• Work item: From the first line to the last, reproduce the data exactly.

• Exercise data:
◆ ◆ ◆

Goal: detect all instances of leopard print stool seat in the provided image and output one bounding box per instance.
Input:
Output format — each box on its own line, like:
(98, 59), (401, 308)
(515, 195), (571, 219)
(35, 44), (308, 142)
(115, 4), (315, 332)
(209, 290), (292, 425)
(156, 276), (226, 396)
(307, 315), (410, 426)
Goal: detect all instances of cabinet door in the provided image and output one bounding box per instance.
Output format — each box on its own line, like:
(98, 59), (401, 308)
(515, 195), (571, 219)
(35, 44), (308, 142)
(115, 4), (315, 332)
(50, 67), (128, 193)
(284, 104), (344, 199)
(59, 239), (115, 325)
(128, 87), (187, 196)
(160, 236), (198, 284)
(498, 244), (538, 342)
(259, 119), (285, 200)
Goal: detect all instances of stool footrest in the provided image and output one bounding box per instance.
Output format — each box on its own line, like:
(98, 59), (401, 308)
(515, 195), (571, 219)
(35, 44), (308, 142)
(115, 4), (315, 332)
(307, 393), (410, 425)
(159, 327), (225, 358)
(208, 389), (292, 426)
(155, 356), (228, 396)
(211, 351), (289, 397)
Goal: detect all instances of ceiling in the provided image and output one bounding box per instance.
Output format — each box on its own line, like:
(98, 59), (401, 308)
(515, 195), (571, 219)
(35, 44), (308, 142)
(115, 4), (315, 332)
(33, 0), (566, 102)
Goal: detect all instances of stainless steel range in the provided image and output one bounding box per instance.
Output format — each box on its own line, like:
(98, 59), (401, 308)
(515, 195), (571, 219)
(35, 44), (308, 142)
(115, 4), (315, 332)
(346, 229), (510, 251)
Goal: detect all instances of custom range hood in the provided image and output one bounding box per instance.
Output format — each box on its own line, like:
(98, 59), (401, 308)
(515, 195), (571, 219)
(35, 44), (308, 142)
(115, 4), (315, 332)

◆ ◆ ◆

• Solution to the exercise:
Goal: detect all instances of leopard print stool seat in the provided image and output one bounding box per instance.
Input:
Output format — each box on its own line, like:
(98, 59), (401, 308)
(515, 195), (571, 219)
(35, 44), (308, 142)
(115, 4), (315, 332)
(209, 290), (292, 425)
(156, 276), (226, 396)
(307, 315), (410, 426)
Goal: detect all instances of cabinet door in the provided image and output one bounding box per instance.
Output format — each box on its own line, like:
(98, 59), (401, 308)
(515, 195), (571, 219)
(35, 44), (308, 142)
(115, 4), (315, 332)
(50, 67), (128, 193)
(284, 104), (344, 199)
(59, 239), (115, 325)
(128, 87), (187, 196)
(160, 236), (198, 284)
(498, 244), (538, 342)
(259, 119), (285, 200)
Goal: detect all instances of stool footrest in the provided image and output one bounding box per instance.
Output format — each box on its own line, like:
(98, 59), (401, 308)
(515, 195), (571, 219)
(35, 44), (308, 142)
(115, 4), (315, 332)
(307, 393), (410, 425)
(159, 327), (225, 358)
(208, 389), (292, 426)
(155, 356), (228, 396)
(211, 351), (289, 397)
Goal: detect all instances of ceiling in the provided image and output one bounding box per instance.
Output format — each box on its own line, like:
(98, 59), (401, 308)
(515, 195), (571, 219)
(35, 44), (308, 142)
(115, 4), (315, 332)
(33, 0), (566, 102)
Goal: detect all instances of stainless steel range in the provided image and output one bounding box per instance.
Output format — each box on its own line, like:
(98, 59), (401, 308)
(515, 195), (571, 219)
(35, 44), (308, 142)
(115, 4), (315, 332)
(346, 229), (510, 251)
Goal: detect all instances of custom range hood in the provided image and output one bounding box per instance.
Output format — each box on its own line, like:
(98, 59), (401, 308)
(515, 195), (571, 219)
(35, 44), (308, 142)
(115, 4), (315, 332)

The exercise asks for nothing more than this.